-- Raw records --
.....

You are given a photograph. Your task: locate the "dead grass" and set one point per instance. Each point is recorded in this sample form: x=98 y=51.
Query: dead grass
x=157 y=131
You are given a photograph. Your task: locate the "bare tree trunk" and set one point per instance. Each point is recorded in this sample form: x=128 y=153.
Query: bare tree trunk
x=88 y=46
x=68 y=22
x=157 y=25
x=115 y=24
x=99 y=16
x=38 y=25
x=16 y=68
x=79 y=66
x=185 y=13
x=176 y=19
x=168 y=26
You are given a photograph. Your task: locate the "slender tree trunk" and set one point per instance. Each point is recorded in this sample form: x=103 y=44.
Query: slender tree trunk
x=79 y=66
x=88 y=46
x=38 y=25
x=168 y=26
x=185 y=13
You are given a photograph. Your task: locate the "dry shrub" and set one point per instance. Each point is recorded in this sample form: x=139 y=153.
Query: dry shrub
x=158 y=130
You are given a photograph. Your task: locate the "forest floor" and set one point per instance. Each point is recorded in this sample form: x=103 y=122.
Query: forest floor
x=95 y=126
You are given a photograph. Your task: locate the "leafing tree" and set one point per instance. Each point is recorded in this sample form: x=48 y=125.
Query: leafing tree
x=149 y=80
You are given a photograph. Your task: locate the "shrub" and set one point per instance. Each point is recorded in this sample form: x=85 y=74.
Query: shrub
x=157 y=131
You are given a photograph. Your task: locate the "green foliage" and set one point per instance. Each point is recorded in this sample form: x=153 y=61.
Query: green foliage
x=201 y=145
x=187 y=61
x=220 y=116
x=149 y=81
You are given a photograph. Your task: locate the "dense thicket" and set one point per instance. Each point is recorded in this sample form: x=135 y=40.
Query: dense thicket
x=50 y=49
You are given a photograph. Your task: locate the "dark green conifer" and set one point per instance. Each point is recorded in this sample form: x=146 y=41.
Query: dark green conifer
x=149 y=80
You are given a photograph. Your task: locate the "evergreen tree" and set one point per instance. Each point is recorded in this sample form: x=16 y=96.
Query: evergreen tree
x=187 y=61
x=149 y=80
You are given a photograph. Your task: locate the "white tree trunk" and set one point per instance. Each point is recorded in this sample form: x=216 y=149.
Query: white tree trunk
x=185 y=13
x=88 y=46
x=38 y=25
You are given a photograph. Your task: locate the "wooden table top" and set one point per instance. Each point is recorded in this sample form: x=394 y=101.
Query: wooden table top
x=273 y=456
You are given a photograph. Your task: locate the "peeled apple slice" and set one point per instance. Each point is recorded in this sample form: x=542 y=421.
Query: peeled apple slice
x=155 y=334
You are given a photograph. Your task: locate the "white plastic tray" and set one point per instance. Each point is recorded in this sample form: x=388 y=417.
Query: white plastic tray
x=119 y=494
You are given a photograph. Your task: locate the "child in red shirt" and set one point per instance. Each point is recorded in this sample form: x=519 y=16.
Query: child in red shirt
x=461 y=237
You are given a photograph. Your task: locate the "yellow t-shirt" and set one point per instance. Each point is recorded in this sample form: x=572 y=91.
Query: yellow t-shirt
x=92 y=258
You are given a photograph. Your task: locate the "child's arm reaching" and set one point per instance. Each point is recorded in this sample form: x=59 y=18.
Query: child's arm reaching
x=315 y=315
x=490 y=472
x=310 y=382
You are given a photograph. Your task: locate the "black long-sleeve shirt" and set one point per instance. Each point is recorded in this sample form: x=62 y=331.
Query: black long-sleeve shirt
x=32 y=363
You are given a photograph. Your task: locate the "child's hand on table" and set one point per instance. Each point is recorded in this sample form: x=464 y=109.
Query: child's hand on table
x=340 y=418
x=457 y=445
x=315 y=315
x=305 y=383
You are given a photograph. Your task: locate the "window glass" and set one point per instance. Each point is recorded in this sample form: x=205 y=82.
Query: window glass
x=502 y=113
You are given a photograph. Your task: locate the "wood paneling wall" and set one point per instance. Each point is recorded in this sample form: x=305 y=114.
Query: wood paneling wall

.....

-- Task prompt --
Using the exact wording, write out all of the records.

-- Solution to this problem --
You are given a photograph. Your task: locate the "dead grass" and set one point per instance. Each point is recorded in this sample form: x=98 y=51.
Query: dead grass
x=157 y=131
You are given a photograph. Your task: locate the "bare tree trunk" and set one point per instance. Each point is recorded in this sample form: x=128 y=153.
Query: bare tree trunk
x=88 y=46
x=68 y=22
x=157 y=25
x=115 y=24
x=99 y=16
x=38 y=25
x=16 y=68
x=79 y=66
x=185 y=13
x=176 y=19
x=168 y=26
You are given a photograph. Your task: locate the "slender tree trunk" and set one point per instance. Each point is recorded in this sample form: x=103 y=44.
Query: slender tree trunk
x=79 y=66
x=88 y=46
x=38 y=25
x=168 y=26
x=185 y=13
You are given a photograph. Your task: locate the "dry shrub" and set one point per instance. Each point is recorded in this sample form: x=139 y=153.
Query: dry shrub
x=158 y=130
You are given a photograph. Your task: locate the "forest floor" and set one point per instance. Each point is recorded in this sample form: x=103 y=122.
Query: forest floor
x=95 y=126
You are given a photograph. Your task: locate the "leafing tree" and set one point per instance. Each point is recorded in this sample form: x=48 y=125.
Query: leafing tree
x=149 y=80
You are given a photograph. Your task: locate the "shrub" and set one point per instance. Each point is recorded in this sample form: x=85 y=74.
Query: shrub
x=157 y=131
You are given a photograph. Your task: locate the "green foliage" and set one point per instance. Each point is recorded in this sample form: x=153 y=61.
Query: green foliage
x=201 y=145
x=187 y=61
x=220 y=116
x=149 y=81
You are given a photograph. Your task: locate the "dense thicket" and set one point per instance. Each point is recorded in this sample form: x=135 y=40.
Query: dense thicket
x=50 y=49
You are given a photograph. Your task: locate the "dark green conifer" and set one point per instance. Each point is recorded in this sample form: x=146 y=41.
Query: dark green conifer
x=149 y=80
You are given a photograph. Your task: locate the "evergreen tree" and set one point per instance. Each point is recorded in this sample form: x=16 y=96.
Query: evergreen tree
x=187 y=61
x=149 y=80
You are given a photograph. Your task: locate the "white tree trunk" and set one point per instance. Each point is recorded in this sample form: x=216 y=149.
Query: white tree trunk
x=185 y=13
x=88 y=46
x=38 y=25
You are given a photograph. Your task: locate the "wooden table top" and set one point per instance. Each point is recorded in this sample form: x=394 y=101.
Query: wooden table top
x=273 y=456
You are given a photograph. Your task: locate the "peeled apple slice" and set one point per instance. Each point is recorded in this sample form: x=542 y=421.
Query: peeled apple slice
x=155 y=334
You are given a photograph. Your task: locate the "white plastic tray" and set one point per instance. Each point is recorded in this sample form: x=388 y=417.
Query: white plastic tray
x=119 y=494
You are given a photograph. Your task: locate the "child in red shirt" and set one point per instance. Each point is recorded in this sample form: x=519 y=16.
Query: child in red shirt
x=461 y=237
You are given a photograph. Your task: locate the "yellow t-shirt" and set one point per instance. Each point is recorded in this sample form: x=572 y=91.
Query: yellow t-shirt
x=92 y=258
You are given a photograph. Your task: locate the "child's arm reaching" and set one point per instance. Each point is recorded in this sample form: x=59 y=18.
Query: child's arm reaching
x=315 y=315
x=490 y=472
x=310 y=382
You are given a photograph. Your task: locate the "black long-sleeve shirt" and set one point per instance. Each point is recorded in this sample form: x=62 y=331.
Query: black long-sleeve shirt
x=32 y=363
You are given a photograph. Your task: locate the "child's hand on table" and set one point per instance. Each point is recorded in this sample form: x=464 y=109.
Query: child's hand on table
x=340 y=418
x=457 y=445
x=315 y=315
x=305 y=383
You are given a photograph. Your task: locate the "window glass" and set one point per instance. Each point is recorded in this sample form: x=205 y=82.
Query: window glass
x=502 y=113
You are given a photograph. Your task: locate the "wood paneling wall" and set one point per instance. Each point is recorded in this sample form: x=305 y=114.
Query: wood paneling wall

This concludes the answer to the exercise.